--- Texto del documento ---

Otro fortalecedor de las defensas es la participación ciudadana. Desde la cumbre de Lisboa, la Unión Europea ha insistido en la necesidad de fomentar la participación política. Esta idea estuvo en el origen de la propuesta europea de la asignatura de Educación para la Ciudadanía, tal como figura en el informe Crick y en el Programa Eurydice, de la Comisión Europea. Se ha producido una separación entre la sociedad política y la sociedad civil que no resulta sensata. La sociedad civil es esencialmente política, porque tiene que vivir en la polis, porque la vertebra un sistema legal, y se concreta en una serie de instituciones. La diferencia se da entre el Estado y la sociedad (que es a la vez política y civil). El Estado es una estructura para ejercer el poder, que emerge de la sociedad y se impone a ella. Y que la sociedad debe controlar.
INSTITUCIONES SUICIDAS

Queda un último punto: la necesidad de defender un marco ético. Lo mejor que se nos ha ocurrido para asegurar el progreso y la convivencia justa es un sistema con cuatro instituciones: democracia, tecnología, racionalidad científica y mercado libre. Pero tenemos que recordar que todas ellas son instituciones suicidas (o incluso asesinas) si no están sometidas a un marco ético. Dejadas a su propia dinámica pueden resultar destructivas para el ser humano. La ciencia no tiene nada que decir sobre ética; la tecnología carece de la noción del bien y del mal; el mercado dejado a su propia dinámica conduce al monopolio y al abuso; y la democracia no puede ser eficaz si no se somete a valores éticos fundamentales como, por otra parte, dice la Constitución española. Los fundadores de la democracia moderna -que no fue la Revolución francesa, sino la americana- sabían que la democracia debe basarse en la virtud de los ciudadanos. La ética es una norma suave y eficiente de coacción social. La intolerancia hacia las conductas inmorales debe ser total, porque rompen la estructura misma de la convivencia. No son un adorno. Herodoto contaba que cuando moría el rey de Persia quedaban en suspenso durante cinco días todas las leyes. Eran cinco días de horror, durante los cuales se cometían todo tipo de tropelías. Se trataba de una pedagogía sanguinaria para enseñar al pueblo lo que supone vivir sin ley.

--- Datos proporcionados ---

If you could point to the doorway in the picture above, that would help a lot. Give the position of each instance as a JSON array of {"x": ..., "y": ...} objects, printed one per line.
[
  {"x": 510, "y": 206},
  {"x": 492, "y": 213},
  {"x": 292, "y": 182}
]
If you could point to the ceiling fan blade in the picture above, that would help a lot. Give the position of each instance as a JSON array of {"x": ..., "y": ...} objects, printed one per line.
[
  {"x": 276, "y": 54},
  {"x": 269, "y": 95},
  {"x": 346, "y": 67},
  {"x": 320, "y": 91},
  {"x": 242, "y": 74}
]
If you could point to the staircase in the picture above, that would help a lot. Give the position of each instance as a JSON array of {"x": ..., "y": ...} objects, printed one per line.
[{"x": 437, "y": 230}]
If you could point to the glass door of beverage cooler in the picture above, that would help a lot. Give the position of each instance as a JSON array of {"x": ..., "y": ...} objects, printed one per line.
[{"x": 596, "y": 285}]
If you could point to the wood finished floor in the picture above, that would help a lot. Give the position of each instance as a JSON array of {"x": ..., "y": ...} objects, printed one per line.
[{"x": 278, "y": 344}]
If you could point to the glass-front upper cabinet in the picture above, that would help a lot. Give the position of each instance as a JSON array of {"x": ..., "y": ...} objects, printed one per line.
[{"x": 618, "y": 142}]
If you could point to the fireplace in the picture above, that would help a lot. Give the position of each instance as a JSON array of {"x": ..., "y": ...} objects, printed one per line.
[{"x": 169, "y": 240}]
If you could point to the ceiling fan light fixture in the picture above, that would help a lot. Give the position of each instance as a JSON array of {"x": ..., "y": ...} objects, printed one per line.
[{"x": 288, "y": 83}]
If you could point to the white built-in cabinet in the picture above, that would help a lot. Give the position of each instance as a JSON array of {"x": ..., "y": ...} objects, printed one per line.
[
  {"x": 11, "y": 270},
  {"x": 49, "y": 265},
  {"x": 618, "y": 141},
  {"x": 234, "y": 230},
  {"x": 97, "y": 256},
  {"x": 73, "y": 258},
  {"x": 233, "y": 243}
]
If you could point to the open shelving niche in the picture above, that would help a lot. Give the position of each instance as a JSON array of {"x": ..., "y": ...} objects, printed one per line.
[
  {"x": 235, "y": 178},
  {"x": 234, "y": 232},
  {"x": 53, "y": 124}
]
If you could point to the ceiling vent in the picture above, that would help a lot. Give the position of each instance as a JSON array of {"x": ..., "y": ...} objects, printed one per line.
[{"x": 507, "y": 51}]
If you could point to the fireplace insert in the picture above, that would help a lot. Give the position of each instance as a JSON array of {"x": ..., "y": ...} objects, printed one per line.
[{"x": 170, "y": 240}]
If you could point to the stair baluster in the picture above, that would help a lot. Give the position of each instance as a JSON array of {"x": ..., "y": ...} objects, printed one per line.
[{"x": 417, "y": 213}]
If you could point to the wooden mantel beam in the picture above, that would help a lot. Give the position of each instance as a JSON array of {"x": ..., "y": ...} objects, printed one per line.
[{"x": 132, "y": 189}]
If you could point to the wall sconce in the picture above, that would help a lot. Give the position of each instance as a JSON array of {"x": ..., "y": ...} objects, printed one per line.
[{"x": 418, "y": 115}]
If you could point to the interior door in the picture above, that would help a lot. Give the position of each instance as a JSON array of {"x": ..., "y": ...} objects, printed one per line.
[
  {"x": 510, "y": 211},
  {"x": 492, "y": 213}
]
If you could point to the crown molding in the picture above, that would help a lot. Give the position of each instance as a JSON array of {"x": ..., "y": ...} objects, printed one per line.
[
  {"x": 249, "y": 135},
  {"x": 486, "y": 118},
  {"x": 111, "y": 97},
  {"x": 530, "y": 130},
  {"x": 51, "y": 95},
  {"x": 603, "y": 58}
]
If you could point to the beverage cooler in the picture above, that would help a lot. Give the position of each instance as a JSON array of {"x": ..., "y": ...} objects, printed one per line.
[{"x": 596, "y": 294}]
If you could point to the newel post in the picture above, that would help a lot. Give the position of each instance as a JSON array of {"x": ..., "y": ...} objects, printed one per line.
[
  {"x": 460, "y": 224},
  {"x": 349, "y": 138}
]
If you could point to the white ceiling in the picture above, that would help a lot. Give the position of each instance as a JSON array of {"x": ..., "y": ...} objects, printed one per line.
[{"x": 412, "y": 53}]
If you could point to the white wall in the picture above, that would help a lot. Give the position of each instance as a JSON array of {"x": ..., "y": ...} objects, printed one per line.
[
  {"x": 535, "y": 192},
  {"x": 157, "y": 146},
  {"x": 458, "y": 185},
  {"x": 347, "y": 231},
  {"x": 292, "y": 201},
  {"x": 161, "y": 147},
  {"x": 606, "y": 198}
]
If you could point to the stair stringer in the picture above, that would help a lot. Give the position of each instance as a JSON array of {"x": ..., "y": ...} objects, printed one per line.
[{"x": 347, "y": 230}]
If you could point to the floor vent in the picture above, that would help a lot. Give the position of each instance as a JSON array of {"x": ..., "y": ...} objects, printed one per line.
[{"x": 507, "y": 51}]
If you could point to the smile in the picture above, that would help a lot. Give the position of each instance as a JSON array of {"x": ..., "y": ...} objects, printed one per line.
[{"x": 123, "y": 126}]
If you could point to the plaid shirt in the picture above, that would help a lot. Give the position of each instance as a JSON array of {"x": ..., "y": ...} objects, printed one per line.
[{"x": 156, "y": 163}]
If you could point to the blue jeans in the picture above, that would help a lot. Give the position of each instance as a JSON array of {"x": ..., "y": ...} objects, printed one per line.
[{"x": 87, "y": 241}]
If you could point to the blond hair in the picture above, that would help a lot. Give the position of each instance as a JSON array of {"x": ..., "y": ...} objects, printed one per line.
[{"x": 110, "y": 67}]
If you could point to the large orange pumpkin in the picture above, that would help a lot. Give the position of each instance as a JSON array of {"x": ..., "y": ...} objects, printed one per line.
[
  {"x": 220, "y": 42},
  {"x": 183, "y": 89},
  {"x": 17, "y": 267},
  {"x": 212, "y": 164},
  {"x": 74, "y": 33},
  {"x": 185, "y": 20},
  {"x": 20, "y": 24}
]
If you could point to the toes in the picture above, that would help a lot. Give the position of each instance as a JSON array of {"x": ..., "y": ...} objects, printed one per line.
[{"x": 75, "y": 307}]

---

Tareas:
1. Según el texto sobre la participación ciudadana y el marco ético, ¿por qué la sociedad civil es "esencialmente política"? Responde en una a tres oraciones.
2. Prosigue el texto sobre la participación ciudadana y el marco ético a partir de su última oración.
El listado no hace falta para resolver nada de esto.

Respuestas:
1. La sociedad civil es esencialmente política porque tiene que vivir en la polis. Además, la vertebra un sistema legal y se concreta en una serie de instituciones.

2.
En este momento vivimos, afortunadamente, en un Estado de Derecho, pero hay que advertir que el Derecho es insuficiente para regular justamente la convivencia. Cuando alguien, ante un comportamiento indecente, grita: «Si tiene algo contra mí presente una querella ante el juez», está confundiendo las cosas. No toda deshonestidad es un delito.

Queda por mencionar el gran antídoto: la repulsa social. El sistema inmunitario orgánico aísla el virus, para que no se expanda. Eso es lo que debe hacer la sociedad. El desprecio social, el aislamiento, el rechazo, son terapias contundentes. Y, en sentido contrario, el respeto, la admiración, el aplauso, la protección a quienes actúan éticamente. La educación es pieza esencial en esta terapia de ataque. Debemos recuperar la confianza en que es posible aplicarla con éxito. Como decía un famoso grafiti: «Hay que dejar el pesimismo para tiempos mejores».